=== AUFGABENSTELLUNG ===
Setze den Textabschnitt über das Konzept des „Ura“ nach seinem letzten Satz fort.

=== TEXTABSCHNITT ===
Die Natur des „Ura“

Sobald über Koryū diskutiert wird, ist auch schnell die Rede von den sogenannten „Ura-Inhalten“ (Geheim-Inhalte).
Es entbehrt nicht einer gewissen Ironie, dass dieses Konzept einerseits mitleidig belächelt, andererseits aber krass missverstanden und fehlinterpretiert wird.

 

Japanische Gesellschaft und Ura/Omote, Honne/Tatemae und Uchi/Soto in Kurzform

Wie so vieles kann auch dieses Thema nicht losgelöst von der Kultur und Gesellschaft Japans betrachtet werden. Im Gegenteil: Hierbei geht es richtig „ans Eingemachte“.

Die Gegensatzpaare Ura/Omote, Honne/Tatemae und Uchi/Soto sind sozusagen die Säulen der japanischen Gesellschaft.

=== ZU PRÜFENDE EINTRÄGE ===
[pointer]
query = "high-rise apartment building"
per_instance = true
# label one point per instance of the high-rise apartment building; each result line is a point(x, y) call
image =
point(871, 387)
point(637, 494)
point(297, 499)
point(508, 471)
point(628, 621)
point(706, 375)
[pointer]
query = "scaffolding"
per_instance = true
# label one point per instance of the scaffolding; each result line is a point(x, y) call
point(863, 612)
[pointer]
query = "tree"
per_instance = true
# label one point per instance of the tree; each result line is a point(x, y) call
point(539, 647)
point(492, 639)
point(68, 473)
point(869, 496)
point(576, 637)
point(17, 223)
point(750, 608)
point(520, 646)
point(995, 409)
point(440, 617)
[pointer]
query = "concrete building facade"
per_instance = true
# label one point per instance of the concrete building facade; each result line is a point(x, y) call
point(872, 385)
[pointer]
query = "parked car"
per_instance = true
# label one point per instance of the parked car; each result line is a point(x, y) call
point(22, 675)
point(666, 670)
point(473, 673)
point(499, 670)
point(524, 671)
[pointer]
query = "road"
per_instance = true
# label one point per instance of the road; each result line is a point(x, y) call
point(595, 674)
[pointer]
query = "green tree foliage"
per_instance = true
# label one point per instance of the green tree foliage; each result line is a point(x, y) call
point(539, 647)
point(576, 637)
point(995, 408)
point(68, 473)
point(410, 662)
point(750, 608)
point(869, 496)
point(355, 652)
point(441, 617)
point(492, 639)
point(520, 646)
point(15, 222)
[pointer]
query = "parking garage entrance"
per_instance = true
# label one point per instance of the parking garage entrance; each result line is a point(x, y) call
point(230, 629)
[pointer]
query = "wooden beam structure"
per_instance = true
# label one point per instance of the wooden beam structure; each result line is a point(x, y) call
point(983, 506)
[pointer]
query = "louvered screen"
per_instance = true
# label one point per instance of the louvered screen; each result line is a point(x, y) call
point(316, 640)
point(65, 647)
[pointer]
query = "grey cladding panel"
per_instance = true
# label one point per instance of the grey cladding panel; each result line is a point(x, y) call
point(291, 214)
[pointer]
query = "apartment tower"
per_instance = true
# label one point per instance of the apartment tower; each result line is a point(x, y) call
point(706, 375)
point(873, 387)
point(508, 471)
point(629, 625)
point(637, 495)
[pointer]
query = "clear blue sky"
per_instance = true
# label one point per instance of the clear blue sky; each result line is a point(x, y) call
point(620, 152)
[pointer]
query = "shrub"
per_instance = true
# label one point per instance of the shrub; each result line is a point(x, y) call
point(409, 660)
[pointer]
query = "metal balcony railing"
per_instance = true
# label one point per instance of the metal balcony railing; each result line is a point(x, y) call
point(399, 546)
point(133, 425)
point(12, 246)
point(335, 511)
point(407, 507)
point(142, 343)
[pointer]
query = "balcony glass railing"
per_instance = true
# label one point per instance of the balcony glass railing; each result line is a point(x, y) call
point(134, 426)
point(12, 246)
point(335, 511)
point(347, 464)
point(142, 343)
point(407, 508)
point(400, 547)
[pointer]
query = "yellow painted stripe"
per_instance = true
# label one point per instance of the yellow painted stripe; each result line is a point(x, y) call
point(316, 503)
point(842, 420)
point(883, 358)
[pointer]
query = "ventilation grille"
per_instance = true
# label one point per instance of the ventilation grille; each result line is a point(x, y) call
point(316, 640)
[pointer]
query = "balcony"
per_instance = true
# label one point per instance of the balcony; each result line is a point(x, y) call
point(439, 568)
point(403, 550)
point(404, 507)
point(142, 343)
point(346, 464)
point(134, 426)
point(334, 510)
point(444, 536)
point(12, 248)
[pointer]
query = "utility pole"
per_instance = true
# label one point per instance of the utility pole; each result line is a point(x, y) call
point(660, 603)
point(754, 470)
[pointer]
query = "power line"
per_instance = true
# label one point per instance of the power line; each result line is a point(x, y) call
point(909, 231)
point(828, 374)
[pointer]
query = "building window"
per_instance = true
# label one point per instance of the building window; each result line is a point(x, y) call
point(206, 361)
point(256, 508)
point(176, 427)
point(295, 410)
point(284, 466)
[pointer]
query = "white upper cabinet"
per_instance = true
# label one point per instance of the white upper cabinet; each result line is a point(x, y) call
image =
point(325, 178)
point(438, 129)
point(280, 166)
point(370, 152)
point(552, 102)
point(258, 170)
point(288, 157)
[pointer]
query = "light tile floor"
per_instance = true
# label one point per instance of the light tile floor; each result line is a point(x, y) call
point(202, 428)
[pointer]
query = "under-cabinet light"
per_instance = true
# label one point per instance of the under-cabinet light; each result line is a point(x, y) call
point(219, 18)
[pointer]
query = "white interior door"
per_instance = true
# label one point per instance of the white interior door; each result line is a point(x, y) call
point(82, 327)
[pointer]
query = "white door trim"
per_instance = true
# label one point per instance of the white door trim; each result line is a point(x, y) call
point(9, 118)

=== LÖSUNG DER AUFGABE ===
Diese Gegensatzpaare unterscheiden sich in ihrer Bedeutung zum Teil erheblich, haben allerdings definierte Berührungspunkte und Überschneidungen.

 

Uchi/Soto

Dies ist wohl das am einfachsten zu definierende Wortpaar (was immer man unter „einfach“ versteht im Zusammenhang mit Japan 🙂 ).

Uchi (内) bedeutet innen und Soto (外) bedeutet aussen. Damit wird vorallem Bezug genommen auf sogenannte „In-groups“ und Out-groups“ innerhalb der japanischen Gesellschaft.

Jede Person gehört zu verschiedenen „In-groups“ (z.B. Familie, Firma, Club) und dementsprechend auch zu vielen „Out-groups“. Auch wenn man das Konzept geographisch benutzen kann, ist damit aber meist der Beziehungsstatus zwischen Menschen gemeint.

Dies wiederum hat einen grossen Einfluss auf die Sprache. Mit jemandem ausserhalb der eigenen Gruppe spricht man anders (unterschiedliche Höflichkeitsfloskeln etc.) als mit jemandem, der Teil einer eigenen Gruppe ist.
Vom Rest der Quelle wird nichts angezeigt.